_Problem description:_ Rename "point at" to "locate" everywhere in the data below, and reproduce every other line without alteration.

--- Recorded information ---

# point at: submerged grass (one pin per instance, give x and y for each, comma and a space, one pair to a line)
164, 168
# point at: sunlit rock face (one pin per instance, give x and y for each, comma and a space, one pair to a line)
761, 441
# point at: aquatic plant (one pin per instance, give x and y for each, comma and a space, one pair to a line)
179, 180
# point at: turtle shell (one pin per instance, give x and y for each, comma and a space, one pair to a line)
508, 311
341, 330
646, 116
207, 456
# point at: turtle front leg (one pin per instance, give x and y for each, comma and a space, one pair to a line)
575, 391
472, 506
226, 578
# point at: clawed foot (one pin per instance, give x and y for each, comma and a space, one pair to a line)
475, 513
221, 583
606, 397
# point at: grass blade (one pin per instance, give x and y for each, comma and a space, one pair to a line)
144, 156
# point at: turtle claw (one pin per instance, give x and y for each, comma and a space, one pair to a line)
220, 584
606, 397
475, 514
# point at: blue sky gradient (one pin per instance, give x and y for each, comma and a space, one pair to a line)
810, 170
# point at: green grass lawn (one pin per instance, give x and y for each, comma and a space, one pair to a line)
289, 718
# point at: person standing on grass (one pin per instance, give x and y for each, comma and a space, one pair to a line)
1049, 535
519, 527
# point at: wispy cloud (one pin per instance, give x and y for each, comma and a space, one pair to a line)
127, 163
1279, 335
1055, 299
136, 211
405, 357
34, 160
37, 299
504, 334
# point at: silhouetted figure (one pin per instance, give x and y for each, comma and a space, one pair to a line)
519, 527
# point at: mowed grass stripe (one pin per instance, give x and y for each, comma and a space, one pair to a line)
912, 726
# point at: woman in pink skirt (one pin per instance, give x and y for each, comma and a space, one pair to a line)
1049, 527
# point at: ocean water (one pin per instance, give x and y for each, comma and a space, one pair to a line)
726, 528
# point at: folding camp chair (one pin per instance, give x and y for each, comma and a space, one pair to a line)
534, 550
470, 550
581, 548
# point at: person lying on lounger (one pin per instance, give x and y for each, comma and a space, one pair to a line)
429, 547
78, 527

---

_Written solution:_
# locate: submerged grass (one pin per instance, give x and y for each, comma and a space, one pair to a line)
164, 168
# locate: sunlit rock face (one pin per instance, give x and y for each, comma and a space, one pair to a line)
761, 441
# locate: aquatic plant (one pin per instance, give x and y for each, comma and a space, one pair to a line)
179, 180
# locate: turtle shell (one pin per instance, give x and y for each, comma and a space, one pair to a line)
508, 311
341, 330
646, 116
207, 456
# locate: turtle front leg (one pin per instance, give x and y for each, comma and a space, one pair to a line)
575, 391
472, 506
226, 578
# locate: clawed foot (one pin per instance, give x and y for each, comma and a space, one pair to a line)
475, 513
221, 583
606, 397
# locate: grass blade (one pin per instance, give x and y for each, comma and a space, one pair to a line)
144, 156
# locate: turtle claw (one pin per instance, give x and y for each, comma and a space, one pair to a line)
220, 584
606, 397
475, 514
# locate: blue sky gradient (one pin per instance, give x and y for each, comma and a space, one pair to a line)
810, 170
# locate: green grass lawn (one pin per instance, give x and y for each, comma and a space, one pair to a line)
289, 718
# locate: person standing on grass (one pin per instance, give x and y for each, comma and a space, one pair to a line)
1049, 535
519, 527
# locate: wispy cloud (one pin per instance, give x and y for each, comma and a space, one pair to a line)
127, 163
1279, 335
1055, 299
136, 211
405, 357
34, 160
37, 299
504, 334
# locate: silhouetted figure (one pin per instance, give x and y for each, comma and a space, one pair to a line)
519, 527
# locate: mowed grass stripe (one pin per instance, give x and y for each, comma and a space, one pair to a line)
912, 726
# locate: woman in pink skirt (one pin per instance, give x and y for each, comma and a space, one pair to a line)
1049, 527
# locate: ocean water (one pin per instance, give x and y for each, comma and a space, one pair to a line)
726, 528
# locate: folding camp chair (one pin per instance, give x and y for each, comma and a space, one pair to a line)
534, 550
470, 550
581, 548
# locate: person lying on lounger (one pin per instance, give x and y for each, comma and a space, one pair to a line)
429, 547
78, 527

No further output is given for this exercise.